Set each record down exactly, excluding all images.

Records excerpted from a collection
---
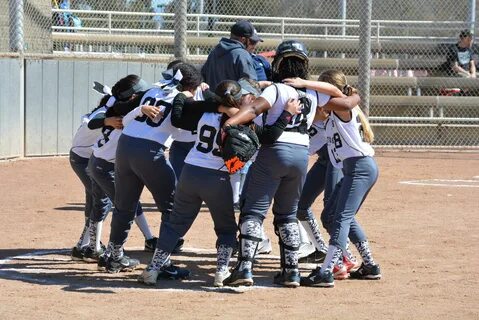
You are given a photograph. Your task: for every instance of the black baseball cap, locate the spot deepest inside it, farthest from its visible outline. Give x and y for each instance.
(244, 28)
(465, 33)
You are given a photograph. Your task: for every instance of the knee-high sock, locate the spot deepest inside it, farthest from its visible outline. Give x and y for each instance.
(223, 257)
(348, 254)
(289, 245)
(249, 240)
(312, 229)
(332, 258)
(365, 252)
(85, 236)
(94, 230)
(235, 180)
(115, 251)
(143, 226)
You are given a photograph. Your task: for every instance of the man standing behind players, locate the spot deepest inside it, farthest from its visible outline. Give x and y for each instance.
(229, 60)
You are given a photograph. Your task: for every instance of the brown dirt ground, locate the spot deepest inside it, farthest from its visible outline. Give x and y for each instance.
(424, 237)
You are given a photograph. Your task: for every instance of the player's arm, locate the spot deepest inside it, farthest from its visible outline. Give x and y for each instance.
(186, 112)
(248, 112)
(472, 68)
(319, 86)
(122, 108)
(346, 103)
---
Answer section:
You are given a photograph. Your task: for every instance of the black baseball cap, locate the spot deepest inside it, farthest from its visible outline. Give x and y for each instance.
(244, 28)
(465, 33)
You are given a photograph. Your task: for every instance of the knee-high sock, locate the spot deepest inside it, farthest from its visible outline. Give x and y for each instance.
(223, 257)
(348, 254)
(289, 245)
(249, 240)
(312, 229)
(332, 258)
(365, 252)
(85, 236)
(94, 230)
(235, 180)
(115, 251)
(143, 226)
You are given a photograph. Your task: for every instance of the man standing behind players, locate the spot deepest inside it, farthest from its visible outline. Give x and y for each instance.
(229, 60)
You are given a photograph. Your task: for every instance of the brown dirt ground, locate the spot deepest inside it, farthest from its visible outline. Give x and y for each instance.
(424, 237)
You are given a photograph. Your task: for every instance of the player's arm, locate the spot deepest inside it, farthest from its visible outline. Give x and y for each instance.
(186, 112)
(248, 112)
(472, 68)
(319, 86)
(122, 108)
(346, 103)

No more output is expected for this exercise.